» **What you will do**:
**1)** In the VAMPIRES design notes, condense the paragraph that begins "There's the averaging" and keep its main points.
**2)** Continue the VAMPIRES design notes from the point where they stop.

» **Supplied passage**:
----------
Design for Upgraded VAMPIRES

[Jashcraf]

Miles updated the FoV calculation so now everything is feasible! yay!

Option 1: Collimating lens before Miles' lens

This option could introduce a lot of wavefront aberrations that are hard to see using Zemax because the pupil is quasi-focal. Luckilly, it doesn't seem to corrupt the simulated pupil image for the on-axis case.

TODO: Simulate how multiple pupils influence the resultant pupil image.

[Jashcraf]

I think a focusing optic right before all of the dichroic stuff is a recipe for disaster, what if instead we used really long focal lengths?

Option 2a: Collimating After - Front Face

Option 2b: Collimating After - Rear Face

There's some more ringing at the rear, which is to be expected, but it really isn't TOO different. Note that these data are taken at more than twice the sampling of the new VAMPIRES sensors at ~1.8um, so these effects will be averaged out anyway. Going to try out the same situations with less sampled data.

[Jashcraf]

Option 2a: Using 5.3um pixels

Option 2b: Using 5.3um pixels

There's the averaging. I suspect that the non-sequential group creates a bit of an error in the pupil solve, so we could actually decrease this effect by translating the lens to be a little out of what zemax tells us is focus. I also think that since this ringing is not polarization-dependent, PDI will clean it up nicely.
----------
» **Extracted data**:
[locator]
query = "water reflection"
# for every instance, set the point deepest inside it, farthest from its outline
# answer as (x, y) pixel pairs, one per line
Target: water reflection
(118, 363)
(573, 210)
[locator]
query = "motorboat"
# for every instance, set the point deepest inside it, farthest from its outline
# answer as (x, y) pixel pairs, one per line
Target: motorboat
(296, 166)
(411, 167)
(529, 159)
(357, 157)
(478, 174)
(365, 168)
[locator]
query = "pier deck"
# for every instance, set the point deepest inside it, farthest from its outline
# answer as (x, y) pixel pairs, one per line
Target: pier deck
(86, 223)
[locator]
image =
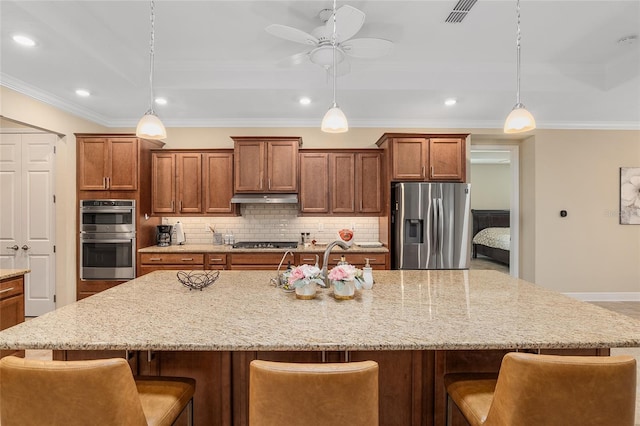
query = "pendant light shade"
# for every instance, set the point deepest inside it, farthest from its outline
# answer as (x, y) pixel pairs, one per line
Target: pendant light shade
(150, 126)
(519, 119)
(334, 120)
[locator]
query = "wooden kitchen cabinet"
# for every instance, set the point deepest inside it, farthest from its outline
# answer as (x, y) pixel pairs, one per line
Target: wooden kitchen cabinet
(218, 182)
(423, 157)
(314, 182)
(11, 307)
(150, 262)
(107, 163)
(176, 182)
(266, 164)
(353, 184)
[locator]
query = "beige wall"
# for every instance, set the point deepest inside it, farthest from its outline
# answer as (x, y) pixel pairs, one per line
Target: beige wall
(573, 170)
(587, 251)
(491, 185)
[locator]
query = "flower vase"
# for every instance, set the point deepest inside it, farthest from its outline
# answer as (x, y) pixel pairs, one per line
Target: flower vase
----------
» **Task results**:
**1)** The averaging now shows up. A small error in the pupil solve is probably caused by the non-sequential group. Moving the lens slightly away from the focus that Zemax reports could reduce this error. The ringing does not depend on polarization, so PDI should clean it up well.

**2)**
[Jashcraf]

The Lenses used for these simulations

• Option 2 Collimator : https://www.edmundoptics.com/p/25mm-dia-x-400mm-fl-vis-0deg-coated-achromatic-lens/7745/
• Option 2 Focuser : https://www.edmundoptics.com/p/25mm-dia-x-150mm-fl-mgfsub2sub-coated-achromatic-doublet-lens/2377/

[Jashcraf]

It was of interest to show the behavior of the Huygens PSF over the field of view. Here we show the extent over the FoV and report the Strehl Ratio. Note that this is the polychromatic performance

On-Axis. Strehl = 0.971

-Y Max FoV. Strehl = 0.916

+Y Max FoV. Strehl = 0.943

[mileslucas]

using 5.3um pixels

The orca quest pixels are 4.7um

[Jashcraf]

@mileslucas I don't have exact control over the pixelscale, that was just the closest I could get using zemax's jump in pixels 🙃

There's a workaround, just haven't implemented

[Jashcraf]

Quick Survey of Available Lenses

The simulations above use lens # 1 but I could only find one other achromat of the same clear aperture from thorlabs.

	Lens	Focal Length	Clear Aperture	Pupil Diameter	URL
#1	EO #47-650	400mm	25mm	2.6mm	https://www.edmundoptics.com/p/25mm-dia-x-400mm-fl-vis-0deg-coated-achromatic-lens/7745/
#2	TL ACC254-400-A	400mm	25.4mm	2.6mm	https://www.thorlabs.com/thorproduct.cfm?partnumber=AC254-400-A

[Jashcraf]

@mileslucas I think mechanically it'd be nice to go to a 350mm lens because the above lenses require pretty close spacing to the VAMPIRES objective (~5mm I think), but I can't find any achromats. Is spacing two lenses together by 5mm too close? We can build out the mounting hardware, but it's more of a problem if there are mechanics immediately above the lens.

Is there stuff in the red zone here?

[mileslucas]

You won't be able to mount anything there because the tube holding the dichroics needs enough clearance for 180° of rotation.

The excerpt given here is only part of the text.